## Problem description
Return each line, exactly as given, from the one containing "Find white ceiling." through the end of the entries below, and skip the rest.

## Data records

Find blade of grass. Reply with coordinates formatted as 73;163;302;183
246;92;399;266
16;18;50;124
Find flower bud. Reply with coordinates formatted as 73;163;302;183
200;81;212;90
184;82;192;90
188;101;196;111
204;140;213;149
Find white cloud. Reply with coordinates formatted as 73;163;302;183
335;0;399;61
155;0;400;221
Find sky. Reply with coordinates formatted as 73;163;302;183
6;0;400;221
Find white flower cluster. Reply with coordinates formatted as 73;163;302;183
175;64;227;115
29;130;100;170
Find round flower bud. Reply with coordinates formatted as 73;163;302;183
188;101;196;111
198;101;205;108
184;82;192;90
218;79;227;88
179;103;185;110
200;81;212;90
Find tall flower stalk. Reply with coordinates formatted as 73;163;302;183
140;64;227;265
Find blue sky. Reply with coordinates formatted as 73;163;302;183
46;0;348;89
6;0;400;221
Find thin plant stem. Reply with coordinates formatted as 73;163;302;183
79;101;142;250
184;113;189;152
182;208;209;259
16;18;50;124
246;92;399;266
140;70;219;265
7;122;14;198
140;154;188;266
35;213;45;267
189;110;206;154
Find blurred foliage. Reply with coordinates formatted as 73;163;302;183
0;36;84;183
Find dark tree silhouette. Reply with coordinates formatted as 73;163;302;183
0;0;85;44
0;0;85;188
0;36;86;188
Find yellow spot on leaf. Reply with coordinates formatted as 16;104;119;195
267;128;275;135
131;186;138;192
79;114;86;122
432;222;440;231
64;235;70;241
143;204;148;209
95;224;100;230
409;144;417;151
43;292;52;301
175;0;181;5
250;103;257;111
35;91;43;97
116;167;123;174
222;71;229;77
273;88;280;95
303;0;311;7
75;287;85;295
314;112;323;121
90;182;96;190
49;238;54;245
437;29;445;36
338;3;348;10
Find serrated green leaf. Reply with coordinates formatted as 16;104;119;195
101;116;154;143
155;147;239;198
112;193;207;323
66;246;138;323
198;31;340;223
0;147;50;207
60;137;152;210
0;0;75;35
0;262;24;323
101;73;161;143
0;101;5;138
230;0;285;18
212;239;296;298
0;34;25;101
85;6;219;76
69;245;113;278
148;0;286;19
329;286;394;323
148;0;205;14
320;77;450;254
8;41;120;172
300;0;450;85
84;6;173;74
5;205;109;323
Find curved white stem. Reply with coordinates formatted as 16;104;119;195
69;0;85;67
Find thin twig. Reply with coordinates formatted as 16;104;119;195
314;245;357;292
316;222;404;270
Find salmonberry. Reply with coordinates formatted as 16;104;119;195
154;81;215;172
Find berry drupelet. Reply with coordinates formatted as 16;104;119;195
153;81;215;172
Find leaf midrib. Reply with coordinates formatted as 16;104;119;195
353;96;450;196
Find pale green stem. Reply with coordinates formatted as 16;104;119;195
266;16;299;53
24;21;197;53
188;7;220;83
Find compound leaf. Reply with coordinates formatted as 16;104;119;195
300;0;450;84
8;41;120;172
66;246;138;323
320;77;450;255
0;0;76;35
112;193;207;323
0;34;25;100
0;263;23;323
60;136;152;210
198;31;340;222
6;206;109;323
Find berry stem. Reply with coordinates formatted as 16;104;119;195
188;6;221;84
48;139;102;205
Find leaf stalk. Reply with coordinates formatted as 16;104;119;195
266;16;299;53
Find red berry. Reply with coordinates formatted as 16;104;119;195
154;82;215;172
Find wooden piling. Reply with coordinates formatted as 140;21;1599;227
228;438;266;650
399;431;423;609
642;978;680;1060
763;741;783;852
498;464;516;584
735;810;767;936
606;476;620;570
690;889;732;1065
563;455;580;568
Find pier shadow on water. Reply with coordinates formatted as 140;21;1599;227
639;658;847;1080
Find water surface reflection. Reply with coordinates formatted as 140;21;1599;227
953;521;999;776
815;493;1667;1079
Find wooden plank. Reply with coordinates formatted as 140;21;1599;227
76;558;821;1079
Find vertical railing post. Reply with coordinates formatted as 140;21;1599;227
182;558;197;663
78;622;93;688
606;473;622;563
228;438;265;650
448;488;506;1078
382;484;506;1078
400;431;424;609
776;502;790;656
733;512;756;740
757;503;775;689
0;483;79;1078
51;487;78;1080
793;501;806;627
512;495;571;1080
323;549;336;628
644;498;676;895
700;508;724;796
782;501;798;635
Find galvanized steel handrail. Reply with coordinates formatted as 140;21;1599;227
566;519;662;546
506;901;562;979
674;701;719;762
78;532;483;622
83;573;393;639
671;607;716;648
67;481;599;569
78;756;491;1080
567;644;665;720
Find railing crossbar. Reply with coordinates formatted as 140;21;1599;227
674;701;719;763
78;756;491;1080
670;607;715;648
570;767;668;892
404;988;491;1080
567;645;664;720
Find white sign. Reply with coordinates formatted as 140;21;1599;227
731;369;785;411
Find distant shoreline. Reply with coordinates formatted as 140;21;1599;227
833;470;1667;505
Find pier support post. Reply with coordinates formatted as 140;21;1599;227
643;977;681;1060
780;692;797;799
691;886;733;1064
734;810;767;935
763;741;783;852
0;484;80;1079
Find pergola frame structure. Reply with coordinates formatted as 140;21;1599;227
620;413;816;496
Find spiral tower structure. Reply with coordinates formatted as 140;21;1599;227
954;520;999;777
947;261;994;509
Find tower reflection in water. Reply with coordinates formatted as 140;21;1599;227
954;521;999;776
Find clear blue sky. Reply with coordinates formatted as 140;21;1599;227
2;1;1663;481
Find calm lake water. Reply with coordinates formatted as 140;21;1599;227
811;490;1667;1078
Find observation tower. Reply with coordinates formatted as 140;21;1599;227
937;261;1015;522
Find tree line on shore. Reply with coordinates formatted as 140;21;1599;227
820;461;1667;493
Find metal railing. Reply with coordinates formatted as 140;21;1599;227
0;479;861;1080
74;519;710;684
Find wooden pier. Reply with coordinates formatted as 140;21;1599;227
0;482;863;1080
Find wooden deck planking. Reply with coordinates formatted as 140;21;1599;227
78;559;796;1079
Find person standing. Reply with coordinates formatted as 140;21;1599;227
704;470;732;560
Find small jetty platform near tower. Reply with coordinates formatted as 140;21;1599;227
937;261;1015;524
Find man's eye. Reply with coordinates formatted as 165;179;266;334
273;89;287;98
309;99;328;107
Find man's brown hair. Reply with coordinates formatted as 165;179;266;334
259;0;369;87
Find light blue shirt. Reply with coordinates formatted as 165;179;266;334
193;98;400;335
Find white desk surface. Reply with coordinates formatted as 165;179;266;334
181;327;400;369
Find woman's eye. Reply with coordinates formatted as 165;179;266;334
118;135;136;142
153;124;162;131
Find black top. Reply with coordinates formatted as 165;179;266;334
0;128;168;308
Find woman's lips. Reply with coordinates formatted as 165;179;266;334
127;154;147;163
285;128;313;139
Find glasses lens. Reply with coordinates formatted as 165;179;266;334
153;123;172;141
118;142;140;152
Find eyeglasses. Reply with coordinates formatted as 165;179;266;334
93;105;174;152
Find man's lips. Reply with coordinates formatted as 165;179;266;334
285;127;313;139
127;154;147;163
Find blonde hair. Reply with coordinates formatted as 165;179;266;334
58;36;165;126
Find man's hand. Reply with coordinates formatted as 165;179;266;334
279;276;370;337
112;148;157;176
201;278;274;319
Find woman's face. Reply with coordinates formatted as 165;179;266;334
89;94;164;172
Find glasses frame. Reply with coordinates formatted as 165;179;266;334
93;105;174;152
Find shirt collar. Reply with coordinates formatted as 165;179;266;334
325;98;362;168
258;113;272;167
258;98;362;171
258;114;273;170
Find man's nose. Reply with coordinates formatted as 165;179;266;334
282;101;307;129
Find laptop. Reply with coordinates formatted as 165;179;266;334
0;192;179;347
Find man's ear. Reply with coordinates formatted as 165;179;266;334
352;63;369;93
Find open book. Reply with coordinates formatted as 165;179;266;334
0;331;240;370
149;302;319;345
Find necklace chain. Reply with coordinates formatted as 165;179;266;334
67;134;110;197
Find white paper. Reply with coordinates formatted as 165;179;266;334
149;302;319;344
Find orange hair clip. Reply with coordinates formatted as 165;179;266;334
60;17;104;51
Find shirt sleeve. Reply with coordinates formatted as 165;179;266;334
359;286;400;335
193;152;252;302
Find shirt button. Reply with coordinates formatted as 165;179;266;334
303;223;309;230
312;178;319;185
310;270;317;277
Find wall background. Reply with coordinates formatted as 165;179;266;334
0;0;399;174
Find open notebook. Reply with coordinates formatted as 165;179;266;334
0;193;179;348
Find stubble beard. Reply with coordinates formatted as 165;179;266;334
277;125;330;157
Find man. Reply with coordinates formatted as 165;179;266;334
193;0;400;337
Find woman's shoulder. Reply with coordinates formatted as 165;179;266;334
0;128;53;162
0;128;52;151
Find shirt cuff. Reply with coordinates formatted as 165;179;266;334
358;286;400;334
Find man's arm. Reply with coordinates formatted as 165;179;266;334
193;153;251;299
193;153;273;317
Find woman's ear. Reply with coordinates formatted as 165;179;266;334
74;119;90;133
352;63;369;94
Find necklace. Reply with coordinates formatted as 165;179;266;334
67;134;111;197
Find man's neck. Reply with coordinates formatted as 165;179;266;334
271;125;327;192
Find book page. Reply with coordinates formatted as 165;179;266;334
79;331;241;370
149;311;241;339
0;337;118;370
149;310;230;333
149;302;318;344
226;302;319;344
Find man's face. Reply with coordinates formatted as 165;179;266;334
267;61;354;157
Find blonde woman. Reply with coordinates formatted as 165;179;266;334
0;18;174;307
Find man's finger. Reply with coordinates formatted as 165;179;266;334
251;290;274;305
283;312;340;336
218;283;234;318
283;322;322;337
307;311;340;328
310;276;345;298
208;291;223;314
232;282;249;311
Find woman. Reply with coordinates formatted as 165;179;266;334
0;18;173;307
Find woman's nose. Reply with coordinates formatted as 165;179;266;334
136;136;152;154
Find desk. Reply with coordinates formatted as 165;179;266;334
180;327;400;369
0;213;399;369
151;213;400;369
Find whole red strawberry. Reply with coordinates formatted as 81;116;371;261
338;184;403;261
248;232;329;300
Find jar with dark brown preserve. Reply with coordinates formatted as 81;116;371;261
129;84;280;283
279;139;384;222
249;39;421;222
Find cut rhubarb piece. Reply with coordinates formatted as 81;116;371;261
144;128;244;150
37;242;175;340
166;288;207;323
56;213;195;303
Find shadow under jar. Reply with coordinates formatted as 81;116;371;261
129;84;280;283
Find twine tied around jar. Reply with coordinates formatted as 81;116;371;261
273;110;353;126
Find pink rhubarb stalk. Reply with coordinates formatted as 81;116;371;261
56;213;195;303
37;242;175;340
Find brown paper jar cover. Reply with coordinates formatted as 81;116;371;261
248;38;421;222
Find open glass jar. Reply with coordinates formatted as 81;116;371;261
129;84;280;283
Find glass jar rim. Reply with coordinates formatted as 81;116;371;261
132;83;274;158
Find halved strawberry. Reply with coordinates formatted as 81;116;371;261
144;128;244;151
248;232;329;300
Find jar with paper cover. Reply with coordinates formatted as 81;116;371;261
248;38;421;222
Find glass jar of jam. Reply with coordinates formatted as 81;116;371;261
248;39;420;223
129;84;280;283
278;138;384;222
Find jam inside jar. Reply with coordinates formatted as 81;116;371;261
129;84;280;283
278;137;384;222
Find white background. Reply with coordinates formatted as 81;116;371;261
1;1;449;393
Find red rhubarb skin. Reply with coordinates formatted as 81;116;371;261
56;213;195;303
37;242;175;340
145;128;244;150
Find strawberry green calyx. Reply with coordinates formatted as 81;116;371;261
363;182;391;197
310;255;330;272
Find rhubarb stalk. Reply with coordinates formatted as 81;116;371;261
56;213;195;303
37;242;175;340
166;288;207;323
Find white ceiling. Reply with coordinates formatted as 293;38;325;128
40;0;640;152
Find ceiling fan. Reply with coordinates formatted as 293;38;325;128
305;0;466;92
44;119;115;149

## Reply
Find white ceiling. Reply with coordinates formatted as 293;38;325;128
40;0;640;152
Find ceiling fan. Reply with coordinates formatted as 293;38;325;128
305;0;466;92
44;119;115;149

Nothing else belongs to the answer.